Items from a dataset
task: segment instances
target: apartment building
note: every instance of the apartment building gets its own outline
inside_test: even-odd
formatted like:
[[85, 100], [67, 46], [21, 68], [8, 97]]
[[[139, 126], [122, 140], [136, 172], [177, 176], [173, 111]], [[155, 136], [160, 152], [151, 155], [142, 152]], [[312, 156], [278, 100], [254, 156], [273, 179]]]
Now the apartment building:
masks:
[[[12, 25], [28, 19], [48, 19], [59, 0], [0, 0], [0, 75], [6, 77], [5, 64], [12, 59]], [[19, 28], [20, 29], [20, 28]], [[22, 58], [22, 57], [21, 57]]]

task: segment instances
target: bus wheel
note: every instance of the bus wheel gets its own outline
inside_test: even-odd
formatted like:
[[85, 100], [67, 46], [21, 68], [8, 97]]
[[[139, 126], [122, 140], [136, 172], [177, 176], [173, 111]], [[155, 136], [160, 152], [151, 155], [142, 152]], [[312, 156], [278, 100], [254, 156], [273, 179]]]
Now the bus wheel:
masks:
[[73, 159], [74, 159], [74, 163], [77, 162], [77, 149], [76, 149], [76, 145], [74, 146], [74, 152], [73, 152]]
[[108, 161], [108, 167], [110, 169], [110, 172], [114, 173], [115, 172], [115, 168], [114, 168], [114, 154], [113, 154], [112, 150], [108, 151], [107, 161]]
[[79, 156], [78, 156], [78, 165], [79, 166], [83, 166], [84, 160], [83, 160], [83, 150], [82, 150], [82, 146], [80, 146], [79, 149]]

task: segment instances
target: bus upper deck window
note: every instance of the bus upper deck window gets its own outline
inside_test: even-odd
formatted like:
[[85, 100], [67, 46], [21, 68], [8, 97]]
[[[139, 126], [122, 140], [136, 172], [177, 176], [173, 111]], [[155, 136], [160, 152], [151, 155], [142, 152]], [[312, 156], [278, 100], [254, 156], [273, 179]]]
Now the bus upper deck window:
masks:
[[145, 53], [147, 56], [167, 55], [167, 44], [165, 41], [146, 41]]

* _Task item_: What is needed is an exact transcription of every entry above.

* _Answer box_:
task: segment instances
target: apartment building
note: every instance of the apartment building gets its own outline
inside_test: even-odd
formatted like:
[[85, 100], [67, 46], [21, 68], [8, 97]]
[[[139, 126], [122, 140], [136, 172], [177, 176], [173, 111]], [[155, 136], [160, 152], [151, 155], [142, 152]], [[312, 156], [278, 100], [254, 156], [273, 179]]]
Now the apartment building:
masks:
[[[12, 25], [28, 19], [48, 19], [59, 0], [0, 0], [0, 75], [6, 77], [5, 64], [12, 59]], [[19, 28], [20, 29], [20, 28]], [[22, 58], [22, 57], [21, 57]]]

task: segment instances
target: bus wheel
note: every instance of the bus wheel gets its own outline
inside_test: even-odd
formatted like:
[[85, 100], [67, 46], [21, 68], [8, 97]]
[[[139, 126], [122, 140], [136, 172], [177, 176], [173, 111]], [[155, 136], [160, 152], [151, 155], [142, 152]], [[312, 156], [278, 100], [254, 156], [273, 179]]]
Now the bus wheel:
masks:
[[73, 159], [74, 159], [74, 163], [77, 162], [77, 149], [76, 149], [76, 145], [74, 146], [74, 152], [73, 152]]
[[108, 161], [108, 167], [110, 169], [110, 172], [114, 173], [115, 172], [115, 168], [114, 168], [114, 154], [113, 154], [112, 150], [108, 151], [107, 161]]
[[79, 156], [78, 156], [78, 165], [79, 166], [83, 166], [84, 160], [83, 160], [83, 150], [82, 150], [82, 146], [80, 146], [79, 149]]

task: segment instances
target: bus upper deck window
note: every instance of the bus upper deck window gets its own outline
inside_test: even-odd
formatted like:
[[85, 100], [67, 46], [21, 68], [8, 97]]
[[[139, 126], [122, 140], [136, 172], [177, 176], [173, 111]], [[155, 136], [160, 152], [151, 155], [142, 152]], [[312, 156], [278, 100], [254, 156], [273, 179]]]
Now the bus upper deck window:
masks:
[[145, 53], [147, 56], [167, 55], [167, 44], [165, 41], [146, 41]]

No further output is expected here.